## begin INFORMATION PROVIDED

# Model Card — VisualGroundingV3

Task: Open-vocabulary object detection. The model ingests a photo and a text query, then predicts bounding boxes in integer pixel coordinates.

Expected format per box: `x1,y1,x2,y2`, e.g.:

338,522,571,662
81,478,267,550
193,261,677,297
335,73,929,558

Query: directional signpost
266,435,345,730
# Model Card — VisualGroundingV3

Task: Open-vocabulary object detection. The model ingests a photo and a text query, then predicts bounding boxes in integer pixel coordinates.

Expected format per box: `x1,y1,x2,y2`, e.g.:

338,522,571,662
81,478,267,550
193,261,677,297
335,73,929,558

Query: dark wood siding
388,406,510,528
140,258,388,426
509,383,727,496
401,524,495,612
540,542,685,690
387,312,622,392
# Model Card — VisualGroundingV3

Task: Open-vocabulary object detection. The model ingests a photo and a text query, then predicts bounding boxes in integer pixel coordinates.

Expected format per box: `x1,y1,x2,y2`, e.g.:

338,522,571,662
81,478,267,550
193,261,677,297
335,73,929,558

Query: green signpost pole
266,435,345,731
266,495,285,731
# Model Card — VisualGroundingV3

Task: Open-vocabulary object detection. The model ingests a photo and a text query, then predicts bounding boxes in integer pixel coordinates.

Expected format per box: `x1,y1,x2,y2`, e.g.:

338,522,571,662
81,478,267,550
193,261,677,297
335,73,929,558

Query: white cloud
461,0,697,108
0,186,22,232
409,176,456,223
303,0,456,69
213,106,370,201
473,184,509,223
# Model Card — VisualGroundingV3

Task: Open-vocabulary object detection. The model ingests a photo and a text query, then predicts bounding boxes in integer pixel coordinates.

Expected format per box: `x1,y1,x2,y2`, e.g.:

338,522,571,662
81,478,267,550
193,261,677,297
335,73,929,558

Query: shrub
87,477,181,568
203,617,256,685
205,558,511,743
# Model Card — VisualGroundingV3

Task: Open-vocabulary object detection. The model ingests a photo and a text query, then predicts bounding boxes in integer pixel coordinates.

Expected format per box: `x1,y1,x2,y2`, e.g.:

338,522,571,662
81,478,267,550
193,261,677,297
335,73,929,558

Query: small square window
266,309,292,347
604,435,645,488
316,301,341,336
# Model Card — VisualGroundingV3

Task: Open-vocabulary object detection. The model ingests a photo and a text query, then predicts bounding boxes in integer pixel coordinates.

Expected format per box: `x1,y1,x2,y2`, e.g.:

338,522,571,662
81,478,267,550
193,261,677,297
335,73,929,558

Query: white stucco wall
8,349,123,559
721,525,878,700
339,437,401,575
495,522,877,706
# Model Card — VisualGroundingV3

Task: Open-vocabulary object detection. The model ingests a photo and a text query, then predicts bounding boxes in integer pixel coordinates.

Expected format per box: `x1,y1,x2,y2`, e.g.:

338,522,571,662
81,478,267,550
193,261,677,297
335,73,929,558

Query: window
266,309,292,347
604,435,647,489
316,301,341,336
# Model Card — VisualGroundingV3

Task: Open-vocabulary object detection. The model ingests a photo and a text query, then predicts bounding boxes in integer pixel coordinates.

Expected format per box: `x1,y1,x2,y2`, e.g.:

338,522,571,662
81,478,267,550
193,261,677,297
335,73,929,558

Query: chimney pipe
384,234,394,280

## end INFORMATION PROVIDED

GIVEN PROBLEM
Copy out the material verbatim, from its first line through the line containing "266,495,285,731", inclusive.

REPLY TO THE TASK
# Model Card — VisualGroundingV3

Task: Open-vocabulary object detection. The model ingests a photo and a text query, then predicts bounding boxes in integer pixel coordinates.

Expected format per box: `x1,y1,x2,y2`, e.g.:

338,522,571,662
81,478,267,550
193,261,677,297
335,73,929,558

Query: directional signpost
266,435,345,730
# Model Card — VisualGroundingV3

Task: Open-vocabulary object detection. The model ingests a photo and a text query, then predicts bounding boxes in integer pixel coordinates.

Expected format per box: `x1,y1,x2,y2`, e.g.:

338,522,571,662
81,478,267,550
193,261,677,297
335,73,929,558

Query: dark wood siding
388,406,510,528
140,258,388,426
509,383,727,496
401,524,495,612
540,542,685,690
387,312,622,392
# Model Card — VisualGroundingV3

Task: Open-vocabulary object detection. The model ingests a photo and a text query, then predicts bounding boxes in integer pixel coordinates.

Expected format per box: `x1,y1,x2,y2`, e.g.:

338,522,571,662
81,478,267,550
193,261,677,297
335,73,929,558

Query: green signpost pole
266,435,345,731
266,495,285,731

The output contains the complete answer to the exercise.